[Items listed in a dataset]
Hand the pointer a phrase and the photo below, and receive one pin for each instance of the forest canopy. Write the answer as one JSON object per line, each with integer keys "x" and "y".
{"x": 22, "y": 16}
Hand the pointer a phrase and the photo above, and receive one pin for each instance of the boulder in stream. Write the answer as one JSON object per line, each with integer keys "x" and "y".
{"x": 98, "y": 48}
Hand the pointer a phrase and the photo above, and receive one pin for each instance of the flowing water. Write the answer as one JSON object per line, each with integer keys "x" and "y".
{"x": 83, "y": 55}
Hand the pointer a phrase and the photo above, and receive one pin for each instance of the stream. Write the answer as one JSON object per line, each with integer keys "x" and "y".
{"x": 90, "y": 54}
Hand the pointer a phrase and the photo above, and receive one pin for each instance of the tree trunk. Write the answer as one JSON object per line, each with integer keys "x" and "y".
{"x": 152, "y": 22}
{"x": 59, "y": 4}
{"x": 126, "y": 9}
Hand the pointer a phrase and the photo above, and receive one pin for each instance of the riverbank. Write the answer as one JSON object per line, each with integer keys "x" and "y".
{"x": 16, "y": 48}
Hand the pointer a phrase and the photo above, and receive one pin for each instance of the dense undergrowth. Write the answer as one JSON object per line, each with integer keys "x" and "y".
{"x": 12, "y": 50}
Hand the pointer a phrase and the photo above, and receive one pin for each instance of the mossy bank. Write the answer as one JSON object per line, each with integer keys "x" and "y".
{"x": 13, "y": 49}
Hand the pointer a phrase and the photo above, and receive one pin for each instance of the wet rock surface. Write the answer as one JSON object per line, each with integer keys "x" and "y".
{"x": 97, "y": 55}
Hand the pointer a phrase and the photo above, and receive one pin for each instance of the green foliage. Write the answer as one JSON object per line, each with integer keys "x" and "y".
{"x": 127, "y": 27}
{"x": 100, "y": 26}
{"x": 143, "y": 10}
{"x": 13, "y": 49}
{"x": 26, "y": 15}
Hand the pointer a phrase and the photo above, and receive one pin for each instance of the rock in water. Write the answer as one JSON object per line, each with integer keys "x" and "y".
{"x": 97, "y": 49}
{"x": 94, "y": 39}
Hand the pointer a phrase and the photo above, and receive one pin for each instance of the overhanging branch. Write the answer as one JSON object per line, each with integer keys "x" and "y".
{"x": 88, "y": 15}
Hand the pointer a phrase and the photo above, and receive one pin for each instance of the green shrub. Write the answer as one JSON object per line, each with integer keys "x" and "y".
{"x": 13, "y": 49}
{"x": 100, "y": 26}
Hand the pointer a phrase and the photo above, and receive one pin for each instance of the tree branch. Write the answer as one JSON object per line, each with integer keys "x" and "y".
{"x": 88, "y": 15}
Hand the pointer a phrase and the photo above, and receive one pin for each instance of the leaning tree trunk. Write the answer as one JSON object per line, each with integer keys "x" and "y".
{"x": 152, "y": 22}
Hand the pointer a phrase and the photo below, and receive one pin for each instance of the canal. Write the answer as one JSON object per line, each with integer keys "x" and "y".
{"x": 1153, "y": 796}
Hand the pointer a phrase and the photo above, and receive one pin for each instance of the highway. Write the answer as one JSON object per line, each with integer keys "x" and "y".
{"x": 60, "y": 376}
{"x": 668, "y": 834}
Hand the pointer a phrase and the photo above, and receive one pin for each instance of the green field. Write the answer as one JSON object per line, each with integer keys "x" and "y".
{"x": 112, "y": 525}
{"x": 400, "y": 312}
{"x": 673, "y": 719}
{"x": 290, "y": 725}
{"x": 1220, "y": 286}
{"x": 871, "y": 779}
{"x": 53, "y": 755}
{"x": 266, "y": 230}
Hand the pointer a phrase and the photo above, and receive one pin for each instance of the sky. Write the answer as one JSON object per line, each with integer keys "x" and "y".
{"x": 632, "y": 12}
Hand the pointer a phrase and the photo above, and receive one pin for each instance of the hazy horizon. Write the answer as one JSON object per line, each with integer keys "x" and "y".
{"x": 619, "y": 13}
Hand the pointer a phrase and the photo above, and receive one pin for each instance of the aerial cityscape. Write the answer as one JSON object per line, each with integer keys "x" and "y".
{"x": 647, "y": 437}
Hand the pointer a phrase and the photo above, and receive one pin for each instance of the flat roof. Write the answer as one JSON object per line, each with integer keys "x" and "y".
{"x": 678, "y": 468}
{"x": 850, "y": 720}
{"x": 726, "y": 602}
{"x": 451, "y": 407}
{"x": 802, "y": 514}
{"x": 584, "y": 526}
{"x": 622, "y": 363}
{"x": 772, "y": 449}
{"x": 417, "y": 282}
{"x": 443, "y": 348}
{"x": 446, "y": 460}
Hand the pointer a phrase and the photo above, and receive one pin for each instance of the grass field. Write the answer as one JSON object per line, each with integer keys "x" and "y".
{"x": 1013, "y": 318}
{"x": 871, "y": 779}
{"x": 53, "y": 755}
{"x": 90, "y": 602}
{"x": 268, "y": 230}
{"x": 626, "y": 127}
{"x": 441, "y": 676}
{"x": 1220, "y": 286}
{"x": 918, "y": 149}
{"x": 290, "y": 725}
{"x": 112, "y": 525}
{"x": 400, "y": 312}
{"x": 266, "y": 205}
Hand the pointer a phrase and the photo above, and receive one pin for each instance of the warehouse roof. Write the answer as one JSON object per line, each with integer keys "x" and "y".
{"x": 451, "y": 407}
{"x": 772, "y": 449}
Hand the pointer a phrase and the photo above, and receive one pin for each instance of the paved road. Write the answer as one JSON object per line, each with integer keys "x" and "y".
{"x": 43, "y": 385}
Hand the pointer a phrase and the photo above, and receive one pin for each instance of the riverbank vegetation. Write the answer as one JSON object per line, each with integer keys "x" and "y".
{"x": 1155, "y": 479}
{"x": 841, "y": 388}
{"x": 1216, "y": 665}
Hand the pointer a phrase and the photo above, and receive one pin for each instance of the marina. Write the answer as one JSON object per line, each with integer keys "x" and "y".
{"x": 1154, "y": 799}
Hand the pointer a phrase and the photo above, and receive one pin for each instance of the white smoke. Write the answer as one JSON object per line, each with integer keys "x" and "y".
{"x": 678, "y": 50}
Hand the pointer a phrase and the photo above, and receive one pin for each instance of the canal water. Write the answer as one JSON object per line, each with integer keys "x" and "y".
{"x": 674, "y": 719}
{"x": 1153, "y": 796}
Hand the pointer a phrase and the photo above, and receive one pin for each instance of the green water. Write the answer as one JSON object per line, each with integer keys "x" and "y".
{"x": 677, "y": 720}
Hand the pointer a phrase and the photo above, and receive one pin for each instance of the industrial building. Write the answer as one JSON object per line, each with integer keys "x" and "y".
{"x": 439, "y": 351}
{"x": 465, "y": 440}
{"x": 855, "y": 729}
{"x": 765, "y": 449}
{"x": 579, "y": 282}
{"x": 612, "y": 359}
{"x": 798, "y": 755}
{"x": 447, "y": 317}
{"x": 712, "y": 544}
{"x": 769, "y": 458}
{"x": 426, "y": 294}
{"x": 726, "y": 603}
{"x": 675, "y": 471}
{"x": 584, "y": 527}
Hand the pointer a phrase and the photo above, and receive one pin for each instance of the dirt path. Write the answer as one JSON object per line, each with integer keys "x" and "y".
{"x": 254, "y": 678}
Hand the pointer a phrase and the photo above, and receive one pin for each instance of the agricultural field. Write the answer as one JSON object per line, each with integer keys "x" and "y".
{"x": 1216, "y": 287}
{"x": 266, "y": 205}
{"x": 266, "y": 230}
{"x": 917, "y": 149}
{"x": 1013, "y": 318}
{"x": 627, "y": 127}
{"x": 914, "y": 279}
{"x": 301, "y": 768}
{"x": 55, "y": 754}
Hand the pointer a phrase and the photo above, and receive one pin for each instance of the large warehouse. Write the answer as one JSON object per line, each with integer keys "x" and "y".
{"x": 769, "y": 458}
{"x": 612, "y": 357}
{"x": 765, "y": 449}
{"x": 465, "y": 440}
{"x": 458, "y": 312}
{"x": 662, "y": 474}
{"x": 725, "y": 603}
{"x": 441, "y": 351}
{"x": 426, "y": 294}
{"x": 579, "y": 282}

* Task requirements
Reproduce, word for word, every line starting at the line that contains "of the industrial" and ending with the final line of the entries.

* Final answer
Hand the pointer a phrase and the photo above, and receive one pin for each instance of the industrial building. Write the answer as one JSON object per line, each with integer keys "x" and "y".
{"x": 439, "y": 351}
{"x": 465, "y": 440}
{"x": 855, "y": 729}
{"x": 765, "y": 449}
{"x": 579, "y": 282}
{"x": 612, "y": 359}
{"x": 798, "y": 755}
{"x": 447, "y": 317}
{"x": 712, "y": 544}
{"x": 769, "y": 458}
{"x": 426, "y": 294}
{"x": 726, "y": 603}
{"x": 675, "y": 471}
{"x": 584, "y": 527}
Hand the pointer a phrase and the photo above, and receive one pin for each instance of the dirt path. Write the answer as one JSON object per line, each with integer keys "x" and "y".
{"x": 254, "y": 678}
Hand the pointer a phrase and the photo above, and receive one pin for each instance of the agricultural field. Write the answer as one JSON object per line, each with integer keys "x" and "y".
{"x": 1216, "y": 287}
{"x": 266, "y": 205}
{"x": 266, "y": 230}
{"x": 917, "y": 149}
{"x": 1013, "y": 318}
{"x": 627, "y": 127}
{"x": 914, "y": 279}
{"x": 301, "y": 768}
{"x": 55, "y": 754}
Hand the pointer a phrase and the photo above, and receive one pin for each instance of the large warehouse. Write the answer as one JSON object per line, each with integer keys "x" and "y".
{"x": 769, "y": 458}
{"x": 612, "y": 357}
{"x": 765, "y": 449}
{"x": 465, "y": 440}
{"x": 458, "y": 312}
{"x": 662, "y": 474}
{"x": 725, "y": 603}
{"x": 441, "y": 351}
{"x": 426, "y": 294}
{"x": 579, "y": 282}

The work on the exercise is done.